TASK DETAILS ▸
Copy the records below in full, changing no character.

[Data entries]
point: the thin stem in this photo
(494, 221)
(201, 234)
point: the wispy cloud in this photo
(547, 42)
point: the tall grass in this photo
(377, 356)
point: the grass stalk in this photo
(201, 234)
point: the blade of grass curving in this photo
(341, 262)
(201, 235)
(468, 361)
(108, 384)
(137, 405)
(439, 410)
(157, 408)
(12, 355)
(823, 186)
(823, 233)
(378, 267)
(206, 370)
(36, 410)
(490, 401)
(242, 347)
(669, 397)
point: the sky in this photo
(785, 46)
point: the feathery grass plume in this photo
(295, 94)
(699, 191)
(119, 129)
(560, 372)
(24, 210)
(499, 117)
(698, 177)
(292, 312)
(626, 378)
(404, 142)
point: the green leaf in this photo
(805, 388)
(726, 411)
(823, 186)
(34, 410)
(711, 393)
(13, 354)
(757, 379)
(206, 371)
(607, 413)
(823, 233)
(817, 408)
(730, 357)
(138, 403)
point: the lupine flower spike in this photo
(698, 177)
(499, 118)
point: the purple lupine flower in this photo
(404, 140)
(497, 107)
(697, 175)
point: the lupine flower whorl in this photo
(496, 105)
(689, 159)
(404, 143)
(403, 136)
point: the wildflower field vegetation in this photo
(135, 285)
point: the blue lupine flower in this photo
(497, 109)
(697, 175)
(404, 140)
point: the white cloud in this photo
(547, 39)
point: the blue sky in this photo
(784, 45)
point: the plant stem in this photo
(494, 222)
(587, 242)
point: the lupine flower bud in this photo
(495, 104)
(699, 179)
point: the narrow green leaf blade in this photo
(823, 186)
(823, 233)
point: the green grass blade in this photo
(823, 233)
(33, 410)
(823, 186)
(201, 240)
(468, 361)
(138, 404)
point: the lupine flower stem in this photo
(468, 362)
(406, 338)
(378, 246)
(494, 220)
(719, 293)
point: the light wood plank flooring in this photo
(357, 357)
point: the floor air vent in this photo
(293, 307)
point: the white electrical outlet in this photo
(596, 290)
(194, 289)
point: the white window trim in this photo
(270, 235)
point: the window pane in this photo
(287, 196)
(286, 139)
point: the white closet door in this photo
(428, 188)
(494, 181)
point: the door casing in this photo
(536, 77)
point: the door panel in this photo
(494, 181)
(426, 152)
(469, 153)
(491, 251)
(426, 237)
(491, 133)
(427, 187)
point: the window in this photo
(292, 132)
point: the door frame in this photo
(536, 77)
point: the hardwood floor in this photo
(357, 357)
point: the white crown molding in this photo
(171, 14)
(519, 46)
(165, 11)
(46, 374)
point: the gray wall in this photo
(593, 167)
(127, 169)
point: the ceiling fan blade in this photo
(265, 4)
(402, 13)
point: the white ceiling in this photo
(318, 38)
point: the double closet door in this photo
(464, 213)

REPLY TO THE EXERCISE ▸
point: the thin stem in this photo
(494, 221)
(201, 234)
point: the wispy cloud in this photo
(547, 42)
point: the tall grass in this photo
(377, 356)
point: the grass stalk in this photo
(201, 234)
point: the blade of grass curving in this photo
(341, 262)
(201, 235)
(468, 361)
(108, 384)
(137, 405)
(439, 410)
(157, 408)
(12, 355)
(823, 186)
(823, 233)
(378, 267)
(206, 370)
(36, 410)
(490, 401)
(242, 347)
(669, 397)
point: the sky in this photo
(785, 46)
point: the feathery grass plume in this photo
(295, 94)
(699, 191)
(119, 129)
(560, 372)
(24, 210)
(499, 117)
(698, 177)
(292, 312)
(626, 378)
(404, 142)
point: the green leaf in this photo
(805, 388)
(726, 411)
(823, 186)
(34, 410)
(711, 393)
(13, 354)
(757, 379)
(206, 371)
(607, 413)
(823, 233)
(817, 408)
(730, 357)
(138, 403)
point: the lupine flower spike in this photo
(698, 177)
(499, 118)
point: the purple lupine flower in this photo
(404, 140)
(497, 107)
(697, 175)
point: the lupine flower whorl in this photo
(496, 105)
(689, 159)
(404, 143)
(403, 136)
point: the wildflower field vegetation in this photo
(135, 285)
point: the blue lupine flower in this photo
(497, 109)
(697, 175)
(404, 140)
point: the white cloud in this photo
(547, 39)
point: the blue sky in this photo
(784, 45)
point: the plant stem in this photo
(494, 222)
(587, 242)
point: the lupine flower bud in this photo
(495, 104)
(699, 179)
point: the narrow green leaf blade in this photo
(823, 186)
(823, 233)
point: the green grass blade in this photo
(823, 233)
(33, 410)
(823, 186)
(201, 240)
(468, 361)
(138, 404)
point: the lupine flower stem in this photo
(468, 362)
(406, 338)
(378, 246)
(494, 220)
(719, 293)
point: the light wood plank flooring in this photo
(357, 357)
point: the floor air vent in this photo
(293, 307)
point: the white electrical outlet in this photo
(596, 290)
(194, 289)
point: the white window trim in this photo
(270, 235)
point: the window pane in this photo
(287, 196)
(286, 139)
point: the white closet door in this photo
(428, 188)
(494, 181)
point: the door casing in this photo
(536, 77)
point: the door panel in this photo
(494, 181)
(426, 152)
(469, 153)
(491, 251)
(426, 237)
(491, 133)
(427, 187)
point: the window in this photo
(292, 132)
point: the door frame in this photo
(536, 77)
point: the hardwood floor in this photo
(357, 357)
point: the white crown molding in this photo
(171, 14)
(519, 46)
(165, 11)
(46, 374)
point: the gray wall in this photo
(593, 167)
(127, 169)
point: the ceiling fan blade in this photo
(265, 4)
(402, 13)
point: the white ceiling in this photo
(318, 38)
point: the double closet door in this photo
(464, 213)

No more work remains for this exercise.